▸ Your objective: Repeat the listing exactly as given, omitting every image.

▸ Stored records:

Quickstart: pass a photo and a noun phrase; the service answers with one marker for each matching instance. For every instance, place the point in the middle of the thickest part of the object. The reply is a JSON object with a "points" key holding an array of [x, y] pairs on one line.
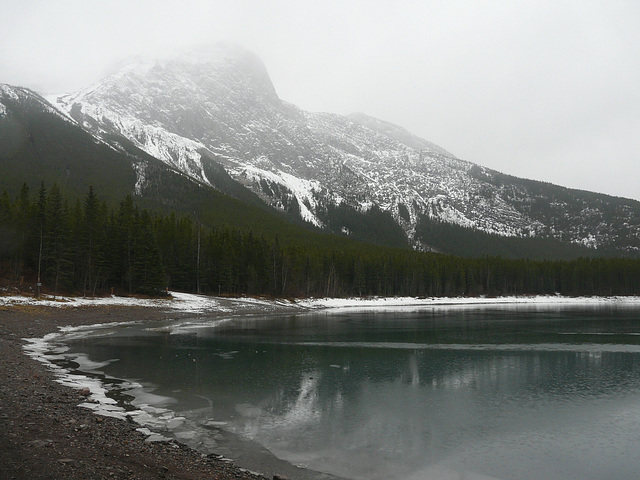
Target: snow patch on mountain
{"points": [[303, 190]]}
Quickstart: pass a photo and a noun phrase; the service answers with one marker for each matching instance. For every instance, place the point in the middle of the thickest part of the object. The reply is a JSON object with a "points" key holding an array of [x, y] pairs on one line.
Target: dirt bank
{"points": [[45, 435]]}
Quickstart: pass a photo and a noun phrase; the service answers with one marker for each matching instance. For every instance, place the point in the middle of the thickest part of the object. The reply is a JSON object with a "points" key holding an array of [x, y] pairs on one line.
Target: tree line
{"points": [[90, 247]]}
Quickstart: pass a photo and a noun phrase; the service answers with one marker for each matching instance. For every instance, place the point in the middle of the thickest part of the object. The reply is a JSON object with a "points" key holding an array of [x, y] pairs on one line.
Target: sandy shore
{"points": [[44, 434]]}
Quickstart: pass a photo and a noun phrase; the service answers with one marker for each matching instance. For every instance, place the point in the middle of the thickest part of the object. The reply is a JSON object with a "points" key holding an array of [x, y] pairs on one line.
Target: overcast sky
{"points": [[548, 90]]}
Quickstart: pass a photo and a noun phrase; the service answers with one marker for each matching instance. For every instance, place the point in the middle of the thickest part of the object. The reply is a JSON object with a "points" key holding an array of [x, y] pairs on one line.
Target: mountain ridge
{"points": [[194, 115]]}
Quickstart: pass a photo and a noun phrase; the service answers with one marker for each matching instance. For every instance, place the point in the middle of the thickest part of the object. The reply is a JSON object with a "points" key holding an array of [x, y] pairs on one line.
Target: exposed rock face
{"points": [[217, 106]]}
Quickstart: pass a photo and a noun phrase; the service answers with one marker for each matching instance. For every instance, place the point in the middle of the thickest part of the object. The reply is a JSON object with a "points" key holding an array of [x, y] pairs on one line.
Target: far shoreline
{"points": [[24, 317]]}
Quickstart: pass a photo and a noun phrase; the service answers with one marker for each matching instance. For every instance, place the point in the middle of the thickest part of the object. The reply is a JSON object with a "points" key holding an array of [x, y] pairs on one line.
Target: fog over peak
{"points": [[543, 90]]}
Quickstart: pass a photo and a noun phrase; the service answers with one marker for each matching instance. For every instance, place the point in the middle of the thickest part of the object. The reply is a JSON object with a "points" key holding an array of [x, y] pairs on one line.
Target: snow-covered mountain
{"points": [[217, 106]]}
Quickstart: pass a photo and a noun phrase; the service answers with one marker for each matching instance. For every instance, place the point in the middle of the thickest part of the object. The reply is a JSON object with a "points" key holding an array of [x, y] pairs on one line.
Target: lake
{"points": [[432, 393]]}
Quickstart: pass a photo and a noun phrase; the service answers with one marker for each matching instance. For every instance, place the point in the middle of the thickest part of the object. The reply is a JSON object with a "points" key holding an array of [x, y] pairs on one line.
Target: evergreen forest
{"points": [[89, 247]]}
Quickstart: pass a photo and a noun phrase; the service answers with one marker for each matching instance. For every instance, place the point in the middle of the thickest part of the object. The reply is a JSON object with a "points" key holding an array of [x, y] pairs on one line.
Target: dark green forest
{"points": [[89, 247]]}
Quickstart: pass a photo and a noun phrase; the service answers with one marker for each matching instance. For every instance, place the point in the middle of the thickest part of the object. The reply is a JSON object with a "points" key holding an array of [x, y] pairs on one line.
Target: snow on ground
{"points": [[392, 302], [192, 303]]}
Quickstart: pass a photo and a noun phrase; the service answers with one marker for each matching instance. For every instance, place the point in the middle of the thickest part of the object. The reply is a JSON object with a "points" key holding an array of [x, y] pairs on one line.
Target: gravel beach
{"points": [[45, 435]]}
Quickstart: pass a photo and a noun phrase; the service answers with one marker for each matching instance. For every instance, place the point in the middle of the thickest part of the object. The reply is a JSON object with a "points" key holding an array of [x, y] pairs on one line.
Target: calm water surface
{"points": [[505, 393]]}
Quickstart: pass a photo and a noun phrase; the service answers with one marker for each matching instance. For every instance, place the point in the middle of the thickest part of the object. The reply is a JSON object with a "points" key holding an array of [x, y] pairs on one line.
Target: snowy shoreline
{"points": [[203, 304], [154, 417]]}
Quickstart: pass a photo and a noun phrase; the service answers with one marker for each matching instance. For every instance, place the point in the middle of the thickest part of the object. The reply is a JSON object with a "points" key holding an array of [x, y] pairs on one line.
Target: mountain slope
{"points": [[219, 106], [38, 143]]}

▸ Exercise result:
Quickstart: pass a photo and a noun phrase; the service answers with one marker for each matching instance. For every instance, place the point in the middle of the thickest part of the object. The reply is a JSON object with a "points" key holding an array of [x, y] pairs on one line.
Target: snow patch on mountain
{"points": [[303, 190]]}
Quickstart: pass a photo and a noun phrase; the service answers with one marker for each matching instance. For every instance, place the point in the middle of the thickest part of the object. The reply is a JSON object with a "points" key holding an array of [x, y] pairs on one line.
Target: dirt bank
{"points": [[45, 435]]}
Quickstart: pass a photo and a noun phrase; the service answers with one marker for each matching instance. For every instance, place the point in the middle of the thickest part of the object. The reply is a JSON object with a "points" key holding an array of [x, y] pairs on one line.
Target: tree line
{"points": [[90, 247]]}
Quickstart: pass a photo and a noun phrase; the service answers with one marker for each matching instance. For every instance, place the point in the middle of the thickest part of the object. The reply is a JSON object with a "points" key holding an array of [x, y] pairs on one line.
Target: sandy shore
{"points": [[44, 434]]}
Quickstart: pass a photo and a noun phrase; the service answers with one marker for each matching instance. For every instance, place the point in the middle of the thickest part of the object. The reply is a JSON object with a "points" key holding an array of [x, y] pairs on one line.
Target: overcast sky
{"points": [[548, 90]]}
Quickstart: pass a photo and a noun phrase; the service answers with one marker for each matching instance. For every instance, place the point in the middle of the thickest part of the object. The reply is a JSON object with a "points" key holding an array of [x, y] pairs on one line.
Target: mountain ridge
{"points": [[194, 115]]}
Quickstart: pass a photo and a noun phrase; the service answers with one marker for each matching instance. For every instance, place the point in the middle of the thickest part of the object. The reply is a JSON object with a "points" key holding an array of [x, y] pairs on one line.
Target: exposed rock face
{"points": [[217, 106]]}
Quickstart: pass a photo and a noun phrase; the service answers with one marker for each matching instance. For every instance, place the point in the middle of the thickest part of the object. The reply is a JSON object with a "points" key holding an array of [x, y] pairs on one line.
Target: far shoreline
{"points": [[24, 317]]}
Quickstart: pass a photo and a noun phrase; the service answers with one marker for each matching instance. For every instance, place the point in the middle of the thickest part of the object. The reply is a JSON object with a "points" key holding an array of [x, y] pairs on one line.
Target: fog over peak
{"points": [[543, 90]]}
Quickstart: pass a photo and a noun phrase; the service answers with one marker for each matching instance. For every instance, place the point in the middle of the thickest part of the object. The reply is a JSON object with a "points" key holding an array of [x, y] pairs on one line.
Target: snow-covered mountain
{"points": [[217, 106]]}
Quickstart: pass a photo and a noun phrase; the service answers with one marker for each matching instance. For every instance, place the point in the middle of the thickest part of the object. The reply is a JSON object with a "points" key holding an array of [x, y] pairs on one line.
Target: lake
{"points": [[432, 393]]}
Quickstart: pass a photo and a noun phrase; the service answers with one marker for each matching instance. For every instance, place the point in the middle of the thickest part of the object. The reply is a JSON object with a "points" key holding an array of [x, y] pairs on one line.
Target: evergreen forest
{"points": [[89, 247]]}
Quickstart: pass a photo and a noun phrase; the service answers with one marker for each matching instance. For every instance, place the point in the middle of the thickest part of the object. The reply is a JSON object with a "points" key holding an array of [x, y] pairs on one line.
Target: dark green forest
{"points": [[89, 247]]}
Quickstart: pass a photo and a noun phrase; the service answers with one marker for each matching instance. For every instance, place the point in the middle of the thickest part of the object. The reply is a JSON object with a "points" key holding an array of [x, y] pairs on one line.
Target: snow on ground
{"points": [[392, 302], [192, 303]]}
Quickstart: pass a photo and a noun phrase; the service answers with one marker for each matching instance. For every instance, place the point in the middle of the thickest part of the object. The reply is a JSON object with a "points" key holding an array of [x, y] pairs on one line.
Target: gravel beach
{"points": [[45, 435]]}
Quickstart: pass a photo and a noun phrase; the service answers with one marker for each matching instance. For every instance, place the point in the middle of the thickest part of the object. The reply is a JSON object with a "points" key holding an array of [x, y] pairs on one line.
Target: calm water surface
{"points": [[505, 393]]}
Quickstart: pass a photo and a noun phrase; the service answers with one marker for each matching instance. For every instance, place the point in the middle of the thickest part of the object. The reply is a JSON object with a "points" key holding an array of [x, y] pairs on one line.
Target: snowy shoreline
{"points": [[203, 304], [154, 417]]}
Quickstart: pass a photo and a noun phrase; the service answers with one marker for each matching instance. For every instance, place the point in the middle of the thickest part of the object. The reply is a JSON object with a "points" key holding an array of [x, y] pairs on one line.
Target: mountain slope
{"points": [[219, 106], [38, 143]]}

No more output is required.